:: Passage to read ::

### This Notebook Uses the Gutenberg Module in Python to Obtain Full-Text Documents From Project Gutenberg

In [34]:
import time
import requests
from bs4 import BeautifulSoup
from unidecode import unidecode
import re
import urllib
from string import punctuation
import sys
import os
sys.path.append(os.path.abspath('../code'))
from dataframes import Philosophers, Documents
from gutenberg.acquire import load_etext
from gutenberg.cleanup import strip_headers

In [58]:
phils, docs = Philosophers(filepath='../data/philosophers.csv'), Documents(filepath='../data/documents.csv')

### Using Functions Created in gutenberg_failed_scrape.py to obtain document info (document, title, year made, link)

In [12]:
def get_document_info(tags):
    # Initialize document title variables
    doc_titles = []
    doc_mask = [] # Used for creating authors list later
    tpt_part = 1

    # Initialize link variables
    cleaned_links = []

    # Run through each title and link in the list
    for i, entry in enumerate(tags[1:]):
        try:
            # Get text associated with entry (title of document)
            x = unidecode(entry.string)
            x = re.split(r'[()]', x)[0]

            # Get link associated with entry
            link = 'https:' + unidecode(entry['href']).strip('/')

            # Used for inconsistencies
            if x == 'vol. 1' and i == 48:
                doc_titles.append('A System Of Logic, Ratiocinative And Inductive, 3rd ed. ' + x.strip())

                # Add link information for the document
                cleaned_links.append(link)

            elif x == 'vol. 2' or i == 49:
                doc_titles.append('A System Of Logic, Ratiocinative And Inductive, 7th ed. ' + x.strip())

                # Add link information for the document
                cleaned_links.append(link)

            elif x == '8th ed.':
                doc_titles.append('A System Of Logic, Ratiocinative And Inductive ' + x.strip())

                # Add link information for the document
                cleaned_links.append(link)

            elif i in range(105, 109):
                doc_title = 'Theologico-Political Treatise -- ' + 'part ' + str(tpt_part)
                doc_titles.append(doc_title)
                tpt_part += 1

                # Add link information for the document
                cleaned_links.append(link)

            elif x == 'Butcher trans.' or x == 'audio' or x == 'audiobook' or x[:4] == 'part':
                continue

            else:
                # Append title to the list of document titles
                doc_titles.append(x.strip())
                doc_mask.append(x.strip())

                # Add link information for the document
                cleaned_links.append(link)

        # Check for possible links that aren't for philosophical documents
        except AttributeError:
            continue

    return doc_titles, doc_mask, cleaned_links

In [13]:
def gutenberg_info():
    '''
    Creates and returns work titles with corresponding links and authors
    '''
    # Base url for retrieving information
    url = 'https://www.gutenberg.org/wiki/Philosophy_(Bookshelf)'
    time.sleep(5)

:::
:: Data provided ::

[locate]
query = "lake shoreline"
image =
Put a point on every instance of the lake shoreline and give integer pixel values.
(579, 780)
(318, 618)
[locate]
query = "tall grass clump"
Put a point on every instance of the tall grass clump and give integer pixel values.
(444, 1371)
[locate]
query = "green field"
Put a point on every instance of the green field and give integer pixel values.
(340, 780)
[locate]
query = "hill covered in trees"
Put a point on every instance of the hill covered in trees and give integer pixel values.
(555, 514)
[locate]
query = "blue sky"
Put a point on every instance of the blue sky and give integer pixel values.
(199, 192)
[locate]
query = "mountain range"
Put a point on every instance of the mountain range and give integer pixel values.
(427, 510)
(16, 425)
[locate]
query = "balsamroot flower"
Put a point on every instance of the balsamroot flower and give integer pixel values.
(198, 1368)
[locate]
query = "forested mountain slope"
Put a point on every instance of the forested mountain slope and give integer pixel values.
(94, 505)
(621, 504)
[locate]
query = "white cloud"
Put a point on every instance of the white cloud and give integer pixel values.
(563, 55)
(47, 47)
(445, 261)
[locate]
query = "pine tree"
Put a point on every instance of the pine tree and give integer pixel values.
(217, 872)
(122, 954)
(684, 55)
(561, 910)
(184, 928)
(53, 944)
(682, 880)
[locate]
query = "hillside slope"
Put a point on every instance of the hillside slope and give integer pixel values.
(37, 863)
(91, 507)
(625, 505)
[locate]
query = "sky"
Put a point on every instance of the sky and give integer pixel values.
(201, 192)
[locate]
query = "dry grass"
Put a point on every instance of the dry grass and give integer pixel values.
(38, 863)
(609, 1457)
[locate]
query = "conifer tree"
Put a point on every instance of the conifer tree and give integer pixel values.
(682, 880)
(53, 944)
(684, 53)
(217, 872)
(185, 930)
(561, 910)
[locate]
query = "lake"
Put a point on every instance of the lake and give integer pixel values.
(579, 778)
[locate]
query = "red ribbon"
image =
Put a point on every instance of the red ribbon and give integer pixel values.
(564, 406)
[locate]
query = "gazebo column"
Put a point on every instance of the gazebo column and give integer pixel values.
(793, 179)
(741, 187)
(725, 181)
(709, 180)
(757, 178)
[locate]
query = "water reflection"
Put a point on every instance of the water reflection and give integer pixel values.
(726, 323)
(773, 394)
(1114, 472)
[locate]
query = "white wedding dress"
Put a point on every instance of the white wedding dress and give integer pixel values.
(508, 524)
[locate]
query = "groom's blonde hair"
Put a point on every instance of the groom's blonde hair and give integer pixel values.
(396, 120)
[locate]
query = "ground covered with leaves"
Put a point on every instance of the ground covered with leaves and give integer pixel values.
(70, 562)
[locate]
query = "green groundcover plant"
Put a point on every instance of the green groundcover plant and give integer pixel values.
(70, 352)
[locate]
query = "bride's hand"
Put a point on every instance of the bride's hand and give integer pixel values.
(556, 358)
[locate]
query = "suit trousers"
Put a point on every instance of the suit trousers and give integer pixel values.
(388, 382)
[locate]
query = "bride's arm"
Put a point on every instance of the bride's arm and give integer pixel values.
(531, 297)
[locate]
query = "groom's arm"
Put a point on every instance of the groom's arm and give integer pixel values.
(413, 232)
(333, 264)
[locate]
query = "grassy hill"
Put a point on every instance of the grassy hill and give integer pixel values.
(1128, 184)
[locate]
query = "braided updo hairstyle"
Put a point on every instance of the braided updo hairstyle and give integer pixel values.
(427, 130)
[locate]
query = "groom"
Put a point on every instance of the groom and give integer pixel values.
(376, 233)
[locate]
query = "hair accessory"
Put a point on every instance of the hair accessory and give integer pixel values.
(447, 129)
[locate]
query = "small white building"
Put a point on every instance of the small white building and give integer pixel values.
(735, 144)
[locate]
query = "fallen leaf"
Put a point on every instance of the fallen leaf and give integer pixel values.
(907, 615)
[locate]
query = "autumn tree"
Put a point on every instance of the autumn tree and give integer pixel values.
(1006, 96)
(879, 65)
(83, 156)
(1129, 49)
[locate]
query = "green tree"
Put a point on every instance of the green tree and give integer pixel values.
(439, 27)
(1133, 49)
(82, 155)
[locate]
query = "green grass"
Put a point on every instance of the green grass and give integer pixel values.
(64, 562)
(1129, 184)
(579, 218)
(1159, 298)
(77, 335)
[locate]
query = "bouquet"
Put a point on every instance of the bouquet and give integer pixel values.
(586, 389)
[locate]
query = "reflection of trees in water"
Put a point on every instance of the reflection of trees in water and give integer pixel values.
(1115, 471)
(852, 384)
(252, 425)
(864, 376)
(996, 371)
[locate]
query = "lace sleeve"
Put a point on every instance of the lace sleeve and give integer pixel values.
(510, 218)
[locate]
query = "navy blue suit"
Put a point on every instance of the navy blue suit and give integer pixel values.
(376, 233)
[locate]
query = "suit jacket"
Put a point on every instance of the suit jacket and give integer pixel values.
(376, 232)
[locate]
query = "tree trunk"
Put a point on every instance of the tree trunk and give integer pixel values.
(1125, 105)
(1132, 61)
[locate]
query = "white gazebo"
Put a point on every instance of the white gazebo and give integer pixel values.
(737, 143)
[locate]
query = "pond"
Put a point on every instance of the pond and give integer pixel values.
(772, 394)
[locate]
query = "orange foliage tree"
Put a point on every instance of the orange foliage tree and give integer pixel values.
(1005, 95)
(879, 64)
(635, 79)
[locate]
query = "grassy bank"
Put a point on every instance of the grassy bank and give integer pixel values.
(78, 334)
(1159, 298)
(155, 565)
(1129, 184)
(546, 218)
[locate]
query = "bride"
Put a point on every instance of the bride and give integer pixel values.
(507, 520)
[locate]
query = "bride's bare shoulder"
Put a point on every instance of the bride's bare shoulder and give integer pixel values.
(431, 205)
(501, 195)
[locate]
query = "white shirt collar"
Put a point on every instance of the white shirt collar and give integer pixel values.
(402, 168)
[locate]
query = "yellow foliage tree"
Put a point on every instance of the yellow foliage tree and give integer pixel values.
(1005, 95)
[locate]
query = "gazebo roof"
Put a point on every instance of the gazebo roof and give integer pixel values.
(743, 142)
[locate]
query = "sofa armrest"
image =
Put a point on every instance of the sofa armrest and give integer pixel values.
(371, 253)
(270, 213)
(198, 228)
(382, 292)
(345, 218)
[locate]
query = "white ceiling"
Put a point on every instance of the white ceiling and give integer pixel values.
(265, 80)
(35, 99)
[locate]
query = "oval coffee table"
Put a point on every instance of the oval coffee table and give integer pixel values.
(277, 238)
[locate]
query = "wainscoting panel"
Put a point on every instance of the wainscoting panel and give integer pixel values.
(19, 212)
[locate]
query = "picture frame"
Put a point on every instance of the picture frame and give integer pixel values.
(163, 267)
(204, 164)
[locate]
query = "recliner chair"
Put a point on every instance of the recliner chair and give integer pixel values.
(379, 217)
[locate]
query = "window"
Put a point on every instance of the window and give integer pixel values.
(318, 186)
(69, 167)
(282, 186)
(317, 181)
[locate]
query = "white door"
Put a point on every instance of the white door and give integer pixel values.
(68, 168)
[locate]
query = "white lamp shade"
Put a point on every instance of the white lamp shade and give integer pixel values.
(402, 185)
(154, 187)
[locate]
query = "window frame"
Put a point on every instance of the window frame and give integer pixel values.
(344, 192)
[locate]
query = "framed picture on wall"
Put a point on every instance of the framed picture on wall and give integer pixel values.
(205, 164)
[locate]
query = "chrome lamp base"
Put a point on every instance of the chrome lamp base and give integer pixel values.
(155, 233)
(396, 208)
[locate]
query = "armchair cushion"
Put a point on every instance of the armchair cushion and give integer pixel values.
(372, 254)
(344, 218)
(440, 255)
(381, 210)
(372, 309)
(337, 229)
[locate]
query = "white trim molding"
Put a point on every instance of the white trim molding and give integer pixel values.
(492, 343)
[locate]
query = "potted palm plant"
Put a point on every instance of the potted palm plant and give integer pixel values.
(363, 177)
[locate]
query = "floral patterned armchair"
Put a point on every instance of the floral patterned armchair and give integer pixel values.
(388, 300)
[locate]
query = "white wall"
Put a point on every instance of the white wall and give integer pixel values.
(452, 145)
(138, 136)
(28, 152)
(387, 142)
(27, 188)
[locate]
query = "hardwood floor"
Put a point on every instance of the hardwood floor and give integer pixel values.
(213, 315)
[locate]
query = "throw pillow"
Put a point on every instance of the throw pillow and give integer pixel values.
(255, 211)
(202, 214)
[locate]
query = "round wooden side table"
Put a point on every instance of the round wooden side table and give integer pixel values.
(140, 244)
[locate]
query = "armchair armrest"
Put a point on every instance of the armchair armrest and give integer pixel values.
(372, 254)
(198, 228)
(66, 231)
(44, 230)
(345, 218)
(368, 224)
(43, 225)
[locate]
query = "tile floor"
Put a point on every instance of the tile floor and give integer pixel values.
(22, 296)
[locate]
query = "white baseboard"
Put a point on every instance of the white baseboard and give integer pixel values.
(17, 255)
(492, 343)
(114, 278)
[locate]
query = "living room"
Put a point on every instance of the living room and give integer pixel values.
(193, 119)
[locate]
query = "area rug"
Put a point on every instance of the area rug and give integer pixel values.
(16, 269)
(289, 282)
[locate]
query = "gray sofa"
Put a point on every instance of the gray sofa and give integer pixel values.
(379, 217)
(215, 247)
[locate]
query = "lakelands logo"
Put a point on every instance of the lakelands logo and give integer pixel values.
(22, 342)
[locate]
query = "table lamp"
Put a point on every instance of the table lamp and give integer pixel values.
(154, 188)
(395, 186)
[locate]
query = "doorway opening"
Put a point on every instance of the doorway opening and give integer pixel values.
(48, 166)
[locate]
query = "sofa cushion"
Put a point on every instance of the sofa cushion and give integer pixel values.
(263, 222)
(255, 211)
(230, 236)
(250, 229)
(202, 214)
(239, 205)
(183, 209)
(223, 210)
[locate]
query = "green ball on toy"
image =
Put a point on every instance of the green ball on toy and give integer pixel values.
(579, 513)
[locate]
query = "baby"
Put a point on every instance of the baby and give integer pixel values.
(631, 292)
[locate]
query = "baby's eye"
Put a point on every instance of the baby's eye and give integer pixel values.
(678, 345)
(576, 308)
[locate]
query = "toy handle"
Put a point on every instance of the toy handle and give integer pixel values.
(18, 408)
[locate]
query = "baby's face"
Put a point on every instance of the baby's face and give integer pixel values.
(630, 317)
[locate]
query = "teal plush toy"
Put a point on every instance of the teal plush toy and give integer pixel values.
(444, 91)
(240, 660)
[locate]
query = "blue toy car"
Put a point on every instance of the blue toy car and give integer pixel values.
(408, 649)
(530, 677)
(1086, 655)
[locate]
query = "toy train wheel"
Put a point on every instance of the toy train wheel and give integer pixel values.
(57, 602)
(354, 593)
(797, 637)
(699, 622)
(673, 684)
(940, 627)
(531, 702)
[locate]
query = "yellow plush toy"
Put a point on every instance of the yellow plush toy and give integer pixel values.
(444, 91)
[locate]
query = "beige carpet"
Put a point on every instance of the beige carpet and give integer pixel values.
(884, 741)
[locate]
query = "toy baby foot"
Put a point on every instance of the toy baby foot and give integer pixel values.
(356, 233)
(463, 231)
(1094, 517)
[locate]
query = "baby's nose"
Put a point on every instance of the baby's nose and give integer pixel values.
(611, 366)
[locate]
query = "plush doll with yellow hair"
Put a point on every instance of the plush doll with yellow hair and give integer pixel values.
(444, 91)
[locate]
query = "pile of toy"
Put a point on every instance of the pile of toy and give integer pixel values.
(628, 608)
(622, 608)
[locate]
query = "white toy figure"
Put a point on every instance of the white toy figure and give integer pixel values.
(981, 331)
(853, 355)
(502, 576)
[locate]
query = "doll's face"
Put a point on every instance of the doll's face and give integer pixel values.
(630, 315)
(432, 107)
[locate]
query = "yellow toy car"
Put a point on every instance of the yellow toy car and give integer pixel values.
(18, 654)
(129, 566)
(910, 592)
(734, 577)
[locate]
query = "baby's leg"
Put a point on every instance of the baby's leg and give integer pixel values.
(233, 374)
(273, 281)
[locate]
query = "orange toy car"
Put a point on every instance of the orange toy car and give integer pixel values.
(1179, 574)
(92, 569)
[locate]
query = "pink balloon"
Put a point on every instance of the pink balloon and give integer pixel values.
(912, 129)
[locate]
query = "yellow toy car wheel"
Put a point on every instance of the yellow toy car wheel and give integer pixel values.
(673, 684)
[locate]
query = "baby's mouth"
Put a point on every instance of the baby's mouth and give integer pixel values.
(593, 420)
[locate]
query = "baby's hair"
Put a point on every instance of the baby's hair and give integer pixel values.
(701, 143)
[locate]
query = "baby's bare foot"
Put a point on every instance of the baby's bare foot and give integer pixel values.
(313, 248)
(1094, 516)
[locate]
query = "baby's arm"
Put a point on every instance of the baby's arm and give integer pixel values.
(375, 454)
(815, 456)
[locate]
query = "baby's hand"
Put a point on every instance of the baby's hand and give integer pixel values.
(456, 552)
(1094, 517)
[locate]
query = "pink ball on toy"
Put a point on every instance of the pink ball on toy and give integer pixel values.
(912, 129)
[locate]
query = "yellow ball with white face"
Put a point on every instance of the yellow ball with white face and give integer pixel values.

:::

Directions for this task. Please duplicate the portion of the Gutenberg notebook from "x = unidecode(entry.string)" up to and including "3rd ed. ' + x.strip())". Work only from the notebook text itself.

Exercise output.
x = unidecode(entry.string)
            x = re.split(r'[()]', x)[0]

            # Get link associated with entry
            link = 'https:' + unidecode(entry['href']).strip('/')

            # Used for inconsistencies
            if x == 'vol. 1' and i == 48:
                doc_titles.append('A System Of Logic, Ratiocinative And Inductive, 3rd ed. ' + x.strip())